Excerpts of pointing data
━━━

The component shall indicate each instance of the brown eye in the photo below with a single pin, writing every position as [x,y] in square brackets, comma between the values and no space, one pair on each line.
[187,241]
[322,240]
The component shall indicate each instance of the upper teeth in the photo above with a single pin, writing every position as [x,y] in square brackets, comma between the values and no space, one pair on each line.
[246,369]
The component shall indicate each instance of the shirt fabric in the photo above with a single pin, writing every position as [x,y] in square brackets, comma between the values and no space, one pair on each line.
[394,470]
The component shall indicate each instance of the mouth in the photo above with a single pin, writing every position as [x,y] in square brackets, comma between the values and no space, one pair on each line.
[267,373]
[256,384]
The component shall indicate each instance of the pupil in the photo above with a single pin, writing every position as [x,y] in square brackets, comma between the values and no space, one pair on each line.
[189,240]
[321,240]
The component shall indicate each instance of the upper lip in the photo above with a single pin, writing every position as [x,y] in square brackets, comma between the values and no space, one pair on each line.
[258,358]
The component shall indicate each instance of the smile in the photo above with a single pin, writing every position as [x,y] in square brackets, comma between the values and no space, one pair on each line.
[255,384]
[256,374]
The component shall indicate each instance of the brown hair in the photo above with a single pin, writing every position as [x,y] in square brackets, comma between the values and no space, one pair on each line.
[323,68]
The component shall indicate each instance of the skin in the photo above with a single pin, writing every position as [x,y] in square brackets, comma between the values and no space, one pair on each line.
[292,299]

━━━

TASK PROMPT: Exactly as they are written, print the entries again.

CORRECT RESPONSE:
The component shall indicate each instance of the brown eye in the photo below with a single pin, writing every position as [x,y] in square brackets, comma between the values and no space, one pair on each line.
[187,241]
[322,240]
The component shall indicate each instance of the upper teeth in the photo above with a single pin, writing every position as [x,y] in square brackets, comma between the values and no space, one pair on each line.
[246,369]
The component shall indicate each instance of the shirt fabric in the photo above with a single pin, writing every position as [x,y] in square brackets, comma between the values and no space, one pair on each line.
[394,470]
The component shall indicate each instance of the mouth in the photo above with a single pin, writing every position as [x,y] in square brackets, comma between the values and no space, one pair on each line.
[267,373]
[256,384]
The component shall indicate each instance of the pupil in the photo above with a single pin, writing every position as [x,y] in square brackets, comma between the values and no space, one pair on each line.
[189,240]
[321,240]
The component shall indicate each instance of the upper lip in the photo above with a single pin, writing every position as [x,y] in square brackets, comma between the values and no space, one pair on each line.
[258,358]
The component shall indicate each instance of the smile in the photo above with a single pin, writing every position as [x,y] in square brackets, comma between the values and no space, one pair on each line.
[255,384]
[256,374]
The component shall indicate each instance of the brown hair in the photo above with a single pin, writing every position as [x,y] in square brackets, comma between the values and no space, one pair on each line.
[323,68]
The component shall indicate each instance of the skin in the photo above with a single pin, writing every position as [x,y] in square brackets, comma between the values and no space, one pair on each line.
[292,299]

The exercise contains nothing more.